**SET TASK**
Reproduce verbatim the lines from the one containing "Where can the bare" through the one containing "column 507, row 276", both included.

**DATA TO PROCESS**

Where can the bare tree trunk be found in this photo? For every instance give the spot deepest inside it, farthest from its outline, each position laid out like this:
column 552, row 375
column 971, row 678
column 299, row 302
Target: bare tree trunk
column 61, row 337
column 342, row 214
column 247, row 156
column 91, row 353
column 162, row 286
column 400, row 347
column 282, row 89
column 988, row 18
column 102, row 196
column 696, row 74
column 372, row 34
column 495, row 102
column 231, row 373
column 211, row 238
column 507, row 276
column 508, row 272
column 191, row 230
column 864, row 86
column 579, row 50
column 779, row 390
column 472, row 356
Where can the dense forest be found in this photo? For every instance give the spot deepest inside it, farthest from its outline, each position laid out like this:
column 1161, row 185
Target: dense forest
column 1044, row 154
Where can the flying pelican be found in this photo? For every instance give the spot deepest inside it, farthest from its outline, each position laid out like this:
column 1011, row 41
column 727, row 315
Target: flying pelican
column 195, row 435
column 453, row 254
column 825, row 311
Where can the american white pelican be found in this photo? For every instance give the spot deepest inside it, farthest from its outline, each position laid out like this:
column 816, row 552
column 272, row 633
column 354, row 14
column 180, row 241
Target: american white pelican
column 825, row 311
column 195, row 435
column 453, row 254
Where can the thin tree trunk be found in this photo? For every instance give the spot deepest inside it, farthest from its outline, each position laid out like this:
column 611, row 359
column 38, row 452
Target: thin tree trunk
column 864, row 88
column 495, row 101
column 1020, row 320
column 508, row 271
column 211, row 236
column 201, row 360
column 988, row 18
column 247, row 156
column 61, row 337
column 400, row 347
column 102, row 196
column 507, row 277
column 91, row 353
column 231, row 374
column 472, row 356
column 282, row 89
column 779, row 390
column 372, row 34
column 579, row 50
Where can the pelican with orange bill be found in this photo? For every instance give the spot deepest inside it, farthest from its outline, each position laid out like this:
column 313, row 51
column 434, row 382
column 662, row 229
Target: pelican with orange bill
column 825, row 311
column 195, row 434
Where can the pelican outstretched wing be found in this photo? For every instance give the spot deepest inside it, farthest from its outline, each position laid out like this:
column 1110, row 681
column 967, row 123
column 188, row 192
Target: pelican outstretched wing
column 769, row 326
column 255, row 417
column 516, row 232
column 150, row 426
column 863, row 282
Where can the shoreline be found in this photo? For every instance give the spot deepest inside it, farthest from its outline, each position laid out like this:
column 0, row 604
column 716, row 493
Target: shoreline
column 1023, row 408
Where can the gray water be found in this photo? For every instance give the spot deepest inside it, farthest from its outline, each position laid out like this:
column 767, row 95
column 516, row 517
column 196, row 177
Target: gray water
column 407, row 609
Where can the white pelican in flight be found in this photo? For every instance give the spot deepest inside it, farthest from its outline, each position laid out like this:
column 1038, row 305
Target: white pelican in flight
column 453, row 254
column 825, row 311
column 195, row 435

...

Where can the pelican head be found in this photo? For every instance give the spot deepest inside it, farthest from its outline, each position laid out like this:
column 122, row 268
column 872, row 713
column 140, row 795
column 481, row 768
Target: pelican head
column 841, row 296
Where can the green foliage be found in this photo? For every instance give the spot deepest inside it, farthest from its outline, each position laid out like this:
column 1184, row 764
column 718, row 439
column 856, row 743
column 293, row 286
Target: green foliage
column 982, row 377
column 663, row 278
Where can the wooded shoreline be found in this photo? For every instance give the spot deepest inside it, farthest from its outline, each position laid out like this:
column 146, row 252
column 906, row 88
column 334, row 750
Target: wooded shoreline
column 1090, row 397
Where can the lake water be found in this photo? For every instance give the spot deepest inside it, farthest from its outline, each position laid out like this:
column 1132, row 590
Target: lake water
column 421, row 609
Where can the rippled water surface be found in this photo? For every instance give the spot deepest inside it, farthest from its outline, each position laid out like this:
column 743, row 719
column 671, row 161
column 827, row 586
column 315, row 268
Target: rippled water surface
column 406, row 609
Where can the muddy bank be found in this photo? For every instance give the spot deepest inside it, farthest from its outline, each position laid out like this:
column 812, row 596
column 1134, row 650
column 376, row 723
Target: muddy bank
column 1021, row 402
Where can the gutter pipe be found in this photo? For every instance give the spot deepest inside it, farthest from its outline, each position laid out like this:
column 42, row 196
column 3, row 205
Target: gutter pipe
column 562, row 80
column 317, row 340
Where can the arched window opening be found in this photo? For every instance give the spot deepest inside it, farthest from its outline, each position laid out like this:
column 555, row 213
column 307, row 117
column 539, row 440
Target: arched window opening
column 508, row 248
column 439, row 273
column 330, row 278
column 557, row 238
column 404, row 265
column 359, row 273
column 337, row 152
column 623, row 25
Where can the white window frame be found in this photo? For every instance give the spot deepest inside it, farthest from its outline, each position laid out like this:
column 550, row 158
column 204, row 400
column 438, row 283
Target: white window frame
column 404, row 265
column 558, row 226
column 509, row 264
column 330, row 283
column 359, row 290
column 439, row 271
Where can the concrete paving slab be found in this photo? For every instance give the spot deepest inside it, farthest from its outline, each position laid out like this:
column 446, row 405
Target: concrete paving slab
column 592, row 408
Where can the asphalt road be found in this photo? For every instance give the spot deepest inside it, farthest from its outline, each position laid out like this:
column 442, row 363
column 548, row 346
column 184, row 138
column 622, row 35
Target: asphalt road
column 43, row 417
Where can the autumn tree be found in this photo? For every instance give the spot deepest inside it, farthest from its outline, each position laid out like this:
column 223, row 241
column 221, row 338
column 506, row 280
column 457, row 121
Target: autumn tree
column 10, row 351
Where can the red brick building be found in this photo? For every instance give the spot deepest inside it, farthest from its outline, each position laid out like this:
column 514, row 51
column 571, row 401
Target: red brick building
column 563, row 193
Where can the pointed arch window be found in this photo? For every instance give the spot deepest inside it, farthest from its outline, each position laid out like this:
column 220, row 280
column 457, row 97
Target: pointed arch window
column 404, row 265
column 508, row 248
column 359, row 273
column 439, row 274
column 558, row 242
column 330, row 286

**RESULT OF THE EXERCISE**
Where can the bare tree trunk be found in this photo? For every instance give the spot deepest inside it, farthest from its outline, each position laid out like this:
column 552, row 375
column 971, row 678
column 299, row 302
Target: bare tree trunk
column 61, row 337
column 342, row 214
column 247, row 156
column 91, row 353
column 162, row 286
column 400, row 347
column 282, row 89
column 988, row 18
column 102, row 196
column 696, row 74
column 372, row 34
column 495, row 102
column 231, row 373
column 211, row 238
column 507, row 276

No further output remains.